_Task objective_:
Rewrite everything from the line containing "of the tree" down to the end of the material, keeping each request line as it is but multiplying every coordinate in the answers by 1.15 and rounding to the nearest whole number, with halves rounded up. Give only those lines.

_Entries_:
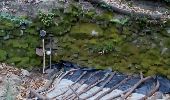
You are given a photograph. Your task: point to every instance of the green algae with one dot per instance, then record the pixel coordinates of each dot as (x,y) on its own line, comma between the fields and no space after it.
(91,40)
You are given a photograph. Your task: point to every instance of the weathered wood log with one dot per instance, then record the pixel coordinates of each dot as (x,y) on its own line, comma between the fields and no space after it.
(71,94)
(91,86)
(41,97)
(60,78)
(52,83)
(72,85)
(113,88)
(77,96)
(136,85)
(152,91)
(49,83)
(130,90)
(101,87)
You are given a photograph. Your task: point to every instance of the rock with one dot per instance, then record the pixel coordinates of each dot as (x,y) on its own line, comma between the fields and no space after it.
(0,79)
(94,33)
(158,95)
(25,72)
(48,71)
(1,67)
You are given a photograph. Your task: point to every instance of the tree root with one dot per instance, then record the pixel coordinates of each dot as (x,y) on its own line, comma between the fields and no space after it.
(101,87)
(113,88)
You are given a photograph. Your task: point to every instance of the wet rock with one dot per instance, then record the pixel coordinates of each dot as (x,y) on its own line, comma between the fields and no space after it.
(25,72)
(1,67)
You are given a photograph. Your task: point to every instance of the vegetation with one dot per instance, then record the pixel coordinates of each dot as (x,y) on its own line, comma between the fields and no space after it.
(91,39)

_Answer to the problem_:
You are given a photograph. Your task: point to every instance of the tree root with one dot per instance, then record the pixel coordinates of each dot as (x,y) on its own line, comma between the fields and no space after it.
(116,100)
(130,101)
You are given a photograph. Your task: point to every instance of the wet rock with one dot per instance, then record the pixel coordinates of each dot as (x,y) on its own line, comma between the fields and no space after it.
(29,83)
(1,77)
You are given a photograph. Your task: point to every instance of the vegetation with one dot per instance, then record the pixel coordinates of each dot as (x,y) on its own line, comma between the fields and no space after it.
(105,45)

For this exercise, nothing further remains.